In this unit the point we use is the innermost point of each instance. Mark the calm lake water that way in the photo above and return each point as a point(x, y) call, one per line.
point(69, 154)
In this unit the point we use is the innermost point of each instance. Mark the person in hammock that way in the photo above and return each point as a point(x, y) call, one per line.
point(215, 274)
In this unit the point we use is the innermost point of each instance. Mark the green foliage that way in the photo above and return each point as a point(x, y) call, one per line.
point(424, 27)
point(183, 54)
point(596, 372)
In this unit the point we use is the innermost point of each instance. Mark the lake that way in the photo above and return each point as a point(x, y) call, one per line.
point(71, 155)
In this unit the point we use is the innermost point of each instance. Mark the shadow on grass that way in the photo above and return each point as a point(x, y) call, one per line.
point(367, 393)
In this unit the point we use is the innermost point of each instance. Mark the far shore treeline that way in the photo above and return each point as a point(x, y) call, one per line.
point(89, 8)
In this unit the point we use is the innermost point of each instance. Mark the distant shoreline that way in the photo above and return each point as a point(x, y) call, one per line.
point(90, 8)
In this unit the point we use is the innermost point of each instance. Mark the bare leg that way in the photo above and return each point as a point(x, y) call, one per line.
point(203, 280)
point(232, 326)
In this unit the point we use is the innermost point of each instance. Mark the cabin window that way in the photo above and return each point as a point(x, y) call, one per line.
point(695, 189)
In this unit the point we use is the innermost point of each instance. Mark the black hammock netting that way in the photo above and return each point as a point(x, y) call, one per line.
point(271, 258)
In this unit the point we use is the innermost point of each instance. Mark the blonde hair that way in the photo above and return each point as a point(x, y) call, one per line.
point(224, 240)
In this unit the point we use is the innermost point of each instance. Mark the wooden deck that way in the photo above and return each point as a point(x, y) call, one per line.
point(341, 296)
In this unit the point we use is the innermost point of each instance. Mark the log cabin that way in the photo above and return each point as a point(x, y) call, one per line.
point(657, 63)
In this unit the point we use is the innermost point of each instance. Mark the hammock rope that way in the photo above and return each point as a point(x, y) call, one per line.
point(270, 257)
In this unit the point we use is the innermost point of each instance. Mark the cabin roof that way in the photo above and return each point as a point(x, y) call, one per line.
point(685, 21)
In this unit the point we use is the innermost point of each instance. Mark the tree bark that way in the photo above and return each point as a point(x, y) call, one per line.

▸ **WHAT IS EXPECTED**
Put all the rows above into a numbered list, one line per number, leaving out any blank lines.

▸ **ANSWER**
1. In this unit the point we use is the innermost point of each instance. Mark the calm lake water that way in the photo above and return each point as a point(x, y) call, one per line.
2. point(69, 154)
3. In this unit the point we use is the innermost point of each instance. Mark the person in hammock that way in the photo above and return each point as a point(x, y) call, one per line.
4. point(215, 274)
5. In this unit the point we use is the innermost point of each instance. Mark the green foliage that way in the photo above and return each point as a point(x, y) call, one per line.
6. point(424, 27)
7. point(183, 54)
8. point(596, 372)
9. In this unit the point we use is the innermost point of each instance. Mark the lake that way in the photo above and return each point as a point(x, y) call, one per line.
10. point(71, 155)
11. In this unit the point we use is the innermost point of each instance. Mark the shadow on grass that way in the photo above and return each point as a point(x, y) call, one per line.
12. point(367, 393)
13. In this unit the point we use is the innermost point of each instance. Mark the far shore treeline that way in the photo above and return each point as a point(x, y) call, one per line.
14. point(89, 8)
15. In this unit the point we use is the innermost point of each instance. Mark the distant shoreline that way in the photo above and return each point as a point(x, y) call, one per line.
16. point(90, 8)
17. In this unit the point we use is the innermost point of each instance. Mark the bare leg that way in the photo above and return each point as a point(x, y) call, one per line.
18. point(203, 280)
19. point(232, 326)
20. In this unit the point we use is the innermost point of each instance. Mark the cabin window that way in the photo above and return each point as a point(x, y) call, one per line.
21. point(695, 189)
22. In this unit the point we use is the innermost point of each instance. Mark the black hammock netting that way in the photo above and return each point as a point(x, y) call, one per line.
23. point(271, 258)
24. In this unit the point we use is the innermost point of each instance. Mark the blonde hair that way in the photo above and return each point as a point(x, y) call, one per line.
25. point(224, 240)
26. In this unit the point we use is the innermost point of each instance. Mark the wooden deck that way in the photo above and return each point as a point(x, y) call, one per line.
27. point(341, 296)
28. In this unit the point we use is the innermost point of each instance. Mark the log cabin that way in the photo above and return each point as a point(x, y) call, one per line.
29. point(657, 63)
30. In this unit the point we use is the innermost point of each instance. Mark the hammock rope that way in the photo above and return each point as a point(x, y) call, one per line.
31. point(270, 257)
32. In this unit the point we use is the innermost point of each instance. Mark the cabin roof that way in the photo above and return each point as a point(x, y) call, one per line.
33. point(685, 21)
34. In this unit the point we use is the innermost point of each instance. Mark the tree bark that way in the photo above and return each point as a point(x, y) call, one per line.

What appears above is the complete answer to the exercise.